* _WHAT NEEDS TO BE DONE_: Repeat the records given below in full, with no changes.

* _EXERCISE DATA_:
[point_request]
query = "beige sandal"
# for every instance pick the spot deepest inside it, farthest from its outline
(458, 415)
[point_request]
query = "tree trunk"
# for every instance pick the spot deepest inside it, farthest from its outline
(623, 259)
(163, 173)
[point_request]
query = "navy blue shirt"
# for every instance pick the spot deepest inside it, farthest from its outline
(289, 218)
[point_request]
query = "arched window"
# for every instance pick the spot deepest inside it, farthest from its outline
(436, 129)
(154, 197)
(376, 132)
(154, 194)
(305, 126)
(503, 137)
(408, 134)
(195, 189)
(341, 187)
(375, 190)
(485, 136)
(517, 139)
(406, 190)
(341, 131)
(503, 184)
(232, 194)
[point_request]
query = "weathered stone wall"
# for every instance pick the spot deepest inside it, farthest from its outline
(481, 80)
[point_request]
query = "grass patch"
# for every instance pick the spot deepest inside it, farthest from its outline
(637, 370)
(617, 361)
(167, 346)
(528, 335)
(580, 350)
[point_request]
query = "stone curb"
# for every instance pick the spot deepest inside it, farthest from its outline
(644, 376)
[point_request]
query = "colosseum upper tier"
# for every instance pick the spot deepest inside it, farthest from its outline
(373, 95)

* _FINAL ANSWER_:
[point_request]
query = "beige sandal"
# for every instance pick the spot deepest inside it, farthest from its outline
(458, 415)
[point_request]
query = "tree trunk"
# for every instance pick the spot deepest inside it, farthest from its outline
(623, 259)
(163, 173)
[point_request]
query = "navy blue shirt"
# for every instance pick the spot deepest inside it, farthest from its outline
(289, 218)
[point_request]
query = "arched window"
# for every instance pick the spot deepest inside it, farthest from its outline
(436, 129)
(154, 197)
(376, 132)
(154, 194)
(305, 126)
(503, 137)
(408, 134)
(195, 189)
(341, 187)
(375, 190)
(485, 136)
(517, 139)
(406, 190)
(341, 131)
(503, 184)
(232, 194)
[point_request]
query = "weathered stone wall"
# for every instance pick the spot deepest inside it, farthest from its outline
(481, 80)
[point_request]
query = "grass patch"
# for every instance pick the spot deepest inside it, farthest from its outline
(637, 370)
(617, 361)
(167, 346)
(528, 335)
(580, 350)
[point_request]
query = "stone curb"
# for every instance pick the spot deepest inside it, farthest from its outline
(644, 376)
[point_request]
query = "colosseum upper tier"
# for every instance pick the spot deepest inside it, farthest from its outline
(373, 95)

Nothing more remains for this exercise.